— START Exercise inputs —
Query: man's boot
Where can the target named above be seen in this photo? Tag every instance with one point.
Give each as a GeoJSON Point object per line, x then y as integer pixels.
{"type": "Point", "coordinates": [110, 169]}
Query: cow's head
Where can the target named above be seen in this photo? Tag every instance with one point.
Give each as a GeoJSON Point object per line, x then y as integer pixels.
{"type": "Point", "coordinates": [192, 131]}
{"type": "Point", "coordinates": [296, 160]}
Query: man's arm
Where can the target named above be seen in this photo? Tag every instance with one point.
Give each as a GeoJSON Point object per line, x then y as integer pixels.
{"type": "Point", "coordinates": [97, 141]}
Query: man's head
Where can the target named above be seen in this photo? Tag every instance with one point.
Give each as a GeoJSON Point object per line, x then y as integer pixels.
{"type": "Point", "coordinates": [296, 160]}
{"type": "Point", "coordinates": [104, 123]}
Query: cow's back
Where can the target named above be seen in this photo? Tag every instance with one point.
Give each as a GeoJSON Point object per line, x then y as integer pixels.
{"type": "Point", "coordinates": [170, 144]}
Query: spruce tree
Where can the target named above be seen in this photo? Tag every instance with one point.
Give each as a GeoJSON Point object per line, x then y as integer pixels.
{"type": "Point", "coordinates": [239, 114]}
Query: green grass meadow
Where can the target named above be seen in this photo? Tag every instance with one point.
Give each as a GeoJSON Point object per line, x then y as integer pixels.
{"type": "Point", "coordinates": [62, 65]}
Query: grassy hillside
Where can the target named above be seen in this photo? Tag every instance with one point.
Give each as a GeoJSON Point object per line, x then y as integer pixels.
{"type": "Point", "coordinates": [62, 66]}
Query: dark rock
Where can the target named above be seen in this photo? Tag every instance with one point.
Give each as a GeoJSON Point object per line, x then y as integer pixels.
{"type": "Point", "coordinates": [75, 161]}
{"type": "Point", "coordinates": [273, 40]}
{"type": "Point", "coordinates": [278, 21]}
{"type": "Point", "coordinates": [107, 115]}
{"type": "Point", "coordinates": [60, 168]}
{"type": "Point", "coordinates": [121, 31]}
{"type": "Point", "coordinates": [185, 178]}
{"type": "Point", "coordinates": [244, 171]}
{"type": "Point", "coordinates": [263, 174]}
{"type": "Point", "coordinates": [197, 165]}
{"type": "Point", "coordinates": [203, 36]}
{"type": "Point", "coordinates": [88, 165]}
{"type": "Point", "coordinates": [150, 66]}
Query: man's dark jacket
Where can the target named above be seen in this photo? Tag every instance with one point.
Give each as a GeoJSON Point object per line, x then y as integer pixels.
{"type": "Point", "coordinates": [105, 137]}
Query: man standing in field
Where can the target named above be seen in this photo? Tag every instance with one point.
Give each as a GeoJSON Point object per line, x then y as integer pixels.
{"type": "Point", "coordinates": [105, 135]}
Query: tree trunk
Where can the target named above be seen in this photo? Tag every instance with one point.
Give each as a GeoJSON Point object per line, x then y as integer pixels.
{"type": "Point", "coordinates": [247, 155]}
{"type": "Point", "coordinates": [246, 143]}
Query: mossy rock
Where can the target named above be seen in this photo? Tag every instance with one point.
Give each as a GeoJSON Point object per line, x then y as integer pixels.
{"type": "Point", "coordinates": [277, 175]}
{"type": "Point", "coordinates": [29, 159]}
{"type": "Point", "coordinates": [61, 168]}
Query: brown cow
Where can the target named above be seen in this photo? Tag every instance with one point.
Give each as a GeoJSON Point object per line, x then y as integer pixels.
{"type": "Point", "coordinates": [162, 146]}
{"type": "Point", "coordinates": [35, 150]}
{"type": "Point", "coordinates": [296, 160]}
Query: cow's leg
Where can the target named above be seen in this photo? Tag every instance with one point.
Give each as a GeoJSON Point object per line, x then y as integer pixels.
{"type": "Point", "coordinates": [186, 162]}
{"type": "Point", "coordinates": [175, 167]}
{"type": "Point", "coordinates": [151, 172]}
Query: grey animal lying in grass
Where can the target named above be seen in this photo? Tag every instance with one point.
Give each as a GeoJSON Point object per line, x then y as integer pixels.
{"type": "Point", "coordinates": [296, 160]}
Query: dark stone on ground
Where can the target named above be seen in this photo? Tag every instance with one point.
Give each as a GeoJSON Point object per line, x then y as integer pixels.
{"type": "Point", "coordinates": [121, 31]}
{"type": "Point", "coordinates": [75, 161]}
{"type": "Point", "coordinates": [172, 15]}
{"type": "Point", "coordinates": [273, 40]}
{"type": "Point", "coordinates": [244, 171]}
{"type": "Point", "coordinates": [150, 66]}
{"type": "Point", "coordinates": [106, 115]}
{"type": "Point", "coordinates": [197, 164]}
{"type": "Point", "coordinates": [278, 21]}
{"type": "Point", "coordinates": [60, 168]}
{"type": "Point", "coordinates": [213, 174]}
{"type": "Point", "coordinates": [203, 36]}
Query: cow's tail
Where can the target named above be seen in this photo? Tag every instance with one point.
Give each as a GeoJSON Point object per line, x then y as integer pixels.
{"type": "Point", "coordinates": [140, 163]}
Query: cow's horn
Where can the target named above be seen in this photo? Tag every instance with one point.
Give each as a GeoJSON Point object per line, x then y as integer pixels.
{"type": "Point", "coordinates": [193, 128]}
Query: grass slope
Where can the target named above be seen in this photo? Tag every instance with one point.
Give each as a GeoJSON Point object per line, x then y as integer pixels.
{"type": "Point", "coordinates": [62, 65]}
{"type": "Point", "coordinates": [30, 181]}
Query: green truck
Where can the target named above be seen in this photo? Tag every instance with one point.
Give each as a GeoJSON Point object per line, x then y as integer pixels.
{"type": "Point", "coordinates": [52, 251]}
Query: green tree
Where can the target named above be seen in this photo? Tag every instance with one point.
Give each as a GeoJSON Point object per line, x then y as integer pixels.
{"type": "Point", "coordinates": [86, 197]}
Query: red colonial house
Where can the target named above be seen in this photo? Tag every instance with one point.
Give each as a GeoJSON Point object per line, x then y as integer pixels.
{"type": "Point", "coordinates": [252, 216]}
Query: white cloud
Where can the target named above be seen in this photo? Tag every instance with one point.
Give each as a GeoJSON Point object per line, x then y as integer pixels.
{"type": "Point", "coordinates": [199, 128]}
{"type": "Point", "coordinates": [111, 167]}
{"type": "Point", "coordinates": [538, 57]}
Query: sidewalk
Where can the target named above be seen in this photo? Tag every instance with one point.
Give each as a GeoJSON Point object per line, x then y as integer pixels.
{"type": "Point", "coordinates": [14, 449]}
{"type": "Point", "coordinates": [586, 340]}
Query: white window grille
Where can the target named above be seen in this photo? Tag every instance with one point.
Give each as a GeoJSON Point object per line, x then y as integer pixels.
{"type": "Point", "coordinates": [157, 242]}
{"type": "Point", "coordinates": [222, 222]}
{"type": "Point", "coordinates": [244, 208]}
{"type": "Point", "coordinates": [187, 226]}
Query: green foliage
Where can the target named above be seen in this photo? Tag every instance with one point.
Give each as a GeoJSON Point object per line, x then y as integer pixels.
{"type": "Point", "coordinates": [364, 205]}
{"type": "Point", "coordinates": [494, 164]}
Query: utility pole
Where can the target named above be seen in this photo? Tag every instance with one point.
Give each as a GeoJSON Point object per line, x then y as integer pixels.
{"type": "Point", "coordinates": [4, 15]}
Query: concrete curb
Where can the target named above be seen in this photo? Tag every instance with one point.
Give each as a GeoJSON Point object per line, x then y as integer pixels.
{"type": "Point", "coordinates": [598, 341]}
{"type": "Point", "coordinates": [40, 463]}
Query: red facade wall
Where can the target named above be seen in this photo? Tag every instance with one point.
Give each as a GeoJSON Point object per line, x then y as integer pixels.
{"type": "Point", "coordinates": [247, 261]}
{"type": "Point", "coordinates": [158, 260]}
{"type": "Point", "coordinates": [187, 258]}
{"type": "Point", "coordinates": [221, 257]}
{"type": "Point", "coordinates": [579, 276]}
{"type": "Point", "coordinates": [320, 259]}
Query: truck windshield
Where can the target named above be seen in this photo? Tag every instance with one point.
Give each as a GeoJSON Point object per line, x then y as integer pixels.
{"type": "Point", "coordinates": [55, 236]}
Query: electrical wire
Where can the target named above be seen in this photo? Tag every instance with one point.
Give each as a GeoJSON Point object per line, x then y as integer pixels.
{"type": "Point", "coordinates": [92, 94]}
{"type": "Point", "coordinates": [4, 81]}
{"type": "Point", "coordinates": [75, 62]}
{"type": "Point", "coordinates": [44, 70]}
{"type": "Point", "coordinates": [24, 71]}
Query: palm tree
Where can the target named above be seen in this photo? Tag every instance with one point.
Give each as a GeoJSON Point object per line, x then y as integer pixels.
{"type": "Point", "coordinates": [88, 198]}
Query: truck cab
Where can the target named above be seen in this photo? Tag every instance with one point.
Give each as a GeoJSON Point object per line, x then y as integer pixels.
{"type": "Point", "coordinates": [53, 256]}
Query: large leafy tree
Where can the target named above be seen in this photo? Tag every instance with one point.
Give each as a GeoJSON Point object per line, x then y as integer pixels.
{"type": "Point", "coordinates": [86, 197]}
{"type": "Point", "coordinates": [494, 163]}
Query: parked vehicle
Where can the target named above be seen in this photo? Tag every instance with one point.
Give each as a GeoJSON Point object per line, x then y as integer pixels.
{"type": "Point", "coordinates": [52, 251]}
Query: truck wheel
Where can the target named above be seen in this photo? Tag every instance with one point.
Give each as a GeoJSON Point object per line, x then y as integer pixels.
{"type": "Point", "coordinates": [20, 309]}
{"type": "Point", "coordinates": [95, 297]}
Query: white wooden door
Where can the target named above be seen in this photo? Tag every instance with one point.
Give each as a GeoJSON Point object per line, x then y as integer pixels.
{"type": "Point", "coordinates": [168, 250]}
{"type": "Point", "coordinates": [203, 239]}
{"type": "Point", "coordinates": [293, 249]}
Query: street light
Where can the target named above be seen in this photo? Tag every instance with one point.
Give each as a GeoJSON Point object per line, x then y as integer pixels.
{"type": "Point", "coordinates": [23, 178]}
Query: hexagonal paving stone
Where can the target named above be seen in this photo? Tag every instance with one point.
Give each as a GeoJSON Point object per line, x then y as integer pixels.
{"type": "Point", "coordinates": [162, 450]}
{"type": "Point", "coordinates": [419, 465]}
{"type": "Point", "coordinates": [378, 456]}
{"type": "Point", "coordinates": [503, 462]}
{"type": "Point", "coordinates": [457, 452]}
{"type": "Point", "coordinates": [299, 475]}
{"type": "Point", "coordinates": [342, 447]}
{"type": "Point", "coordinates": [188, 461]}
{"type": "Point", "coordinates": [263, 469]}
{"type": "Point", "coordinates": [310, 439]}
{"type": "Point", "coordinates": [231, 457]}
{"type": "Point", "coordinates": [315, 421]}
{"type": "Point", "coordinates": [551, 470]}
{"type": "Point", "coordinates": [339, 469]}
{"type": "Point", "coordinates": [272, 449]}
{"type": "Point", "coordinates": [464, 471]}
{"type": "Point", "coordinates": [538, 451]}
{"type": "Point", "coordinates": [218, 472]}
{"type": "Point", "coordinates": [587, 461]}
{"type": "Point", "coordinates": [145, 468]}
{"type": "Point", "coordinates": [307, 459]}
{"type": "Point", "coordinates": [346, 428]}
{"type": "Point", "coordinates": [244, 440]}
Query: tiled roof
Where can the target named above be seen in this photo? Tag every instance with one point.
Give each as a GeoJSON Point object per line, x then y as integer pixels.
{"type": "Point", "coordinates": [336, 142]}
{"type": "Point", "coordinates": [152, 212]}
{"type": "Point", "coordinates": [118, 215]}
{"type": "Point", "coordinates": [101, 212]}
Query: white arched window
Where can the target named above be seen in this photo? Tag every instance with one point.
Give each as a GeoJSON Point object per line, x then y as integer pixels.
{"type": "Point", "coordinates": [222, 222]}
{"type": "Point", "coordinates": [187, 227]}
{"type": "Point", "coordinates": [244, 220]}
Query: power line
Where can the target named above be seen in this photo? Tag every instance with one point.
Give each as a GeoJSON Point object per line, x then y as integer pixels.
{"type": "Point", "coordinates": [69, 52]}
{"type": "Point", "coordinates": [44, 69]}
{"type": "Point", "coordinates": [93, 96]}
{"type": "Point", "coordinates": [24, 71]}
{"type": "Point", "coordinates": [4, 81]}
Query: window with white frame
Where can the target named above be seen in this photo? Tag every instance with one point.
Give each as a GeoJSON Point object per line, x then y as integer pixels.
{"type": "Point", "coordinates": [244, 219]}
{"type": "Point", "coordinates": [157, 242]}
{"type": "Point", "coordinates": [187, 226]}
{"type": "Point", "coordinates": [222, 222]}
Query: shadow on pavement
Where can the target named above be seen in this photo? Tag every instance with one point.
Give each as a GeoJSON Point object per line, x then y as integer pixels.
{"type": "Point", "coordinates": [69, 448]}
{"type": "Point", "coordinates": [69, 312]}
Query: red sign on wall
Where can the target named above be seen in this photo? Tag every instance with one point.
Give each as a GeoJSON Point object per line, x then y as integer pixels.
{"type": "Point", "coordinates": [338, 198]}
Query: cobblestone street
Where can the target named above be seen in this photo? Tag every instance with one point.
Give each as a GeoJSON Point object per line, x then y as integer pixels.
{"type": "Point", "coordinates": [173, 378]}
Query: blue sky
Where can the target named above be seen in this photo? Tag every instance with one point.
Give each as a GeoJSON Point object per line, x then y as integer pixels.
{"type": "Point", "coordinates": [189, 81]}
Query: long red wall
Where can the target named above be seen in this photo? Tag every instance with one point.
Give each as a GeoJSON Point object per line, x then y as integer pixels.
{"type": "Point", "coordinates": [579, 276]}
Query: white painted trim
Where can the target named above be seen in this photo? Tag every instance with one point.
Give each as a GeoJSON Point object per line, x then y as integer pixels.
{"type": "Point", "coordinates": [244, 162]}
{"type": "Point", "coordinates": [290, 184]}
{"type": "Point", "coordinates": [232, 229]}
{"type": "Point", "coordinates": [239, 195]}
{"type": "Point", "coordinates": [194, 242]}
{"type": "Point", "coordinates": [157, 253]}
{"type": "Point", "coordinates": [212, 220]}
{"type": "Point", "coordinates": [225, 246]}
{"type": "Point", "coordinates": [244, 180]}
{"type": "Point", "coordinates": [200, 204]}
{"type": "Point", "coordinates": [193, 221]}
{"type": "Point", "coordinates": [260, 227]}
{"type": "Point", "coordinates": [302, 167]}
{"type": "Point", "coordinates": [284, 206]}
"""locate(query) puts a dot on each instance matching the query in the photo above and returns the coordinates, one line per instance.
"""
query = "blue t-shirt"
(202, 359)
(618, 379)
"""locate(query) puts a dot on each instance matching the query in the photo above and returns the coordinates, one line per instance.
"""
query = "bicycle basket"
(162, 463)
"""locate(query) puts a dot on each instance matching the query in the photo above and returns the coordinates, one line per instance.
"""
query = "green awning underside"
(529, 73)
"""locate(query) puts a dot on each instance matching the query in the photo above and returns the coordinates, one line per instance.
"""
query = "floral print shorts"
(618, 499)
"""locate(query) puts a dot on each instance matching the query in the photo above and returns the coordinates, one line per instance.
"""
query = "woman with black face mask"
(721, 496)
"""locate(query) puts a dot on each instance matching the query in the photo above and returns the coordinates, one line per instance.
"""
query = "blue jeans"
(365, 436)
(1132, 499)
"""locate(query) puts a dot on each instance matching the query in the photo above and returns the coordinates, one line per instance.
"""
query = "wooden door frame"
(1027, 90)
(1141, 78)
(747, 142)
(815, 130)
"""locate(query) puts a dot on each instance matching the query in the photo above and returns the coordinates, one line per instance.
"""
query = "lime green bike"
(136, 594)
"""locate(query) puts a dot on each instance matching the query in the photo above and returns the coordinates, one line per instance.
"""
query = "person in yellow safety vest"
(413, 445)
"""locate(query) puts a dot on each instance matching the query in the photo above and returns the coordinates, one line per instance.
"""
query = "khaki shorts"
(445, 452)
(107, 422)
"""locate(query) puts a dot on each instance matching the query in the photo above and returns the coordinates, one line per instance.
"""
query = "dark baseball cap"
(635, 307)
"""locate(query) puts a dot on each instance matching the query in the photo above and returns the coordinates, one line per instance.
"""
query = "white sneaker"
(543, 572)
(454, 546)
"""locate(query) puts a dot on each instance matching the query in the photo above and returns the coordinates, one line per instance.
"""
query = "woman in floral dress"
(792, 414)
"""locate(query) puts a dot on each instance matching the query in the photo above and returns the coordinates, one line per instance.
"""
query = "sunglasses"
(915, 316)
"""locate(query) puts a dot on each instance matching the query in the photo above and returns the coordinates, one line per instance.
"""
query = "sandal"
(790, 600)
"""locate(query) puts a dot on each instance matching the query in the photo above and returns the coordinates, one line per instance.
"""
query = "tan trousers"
— END Exercise inputs —
▶ **Exercise instructions**:
Which lines in the rows above contain the word "door"? Gather each one and copy it out.

▶ **Response below**:
Query: white wooden door
query = "wooden door frame"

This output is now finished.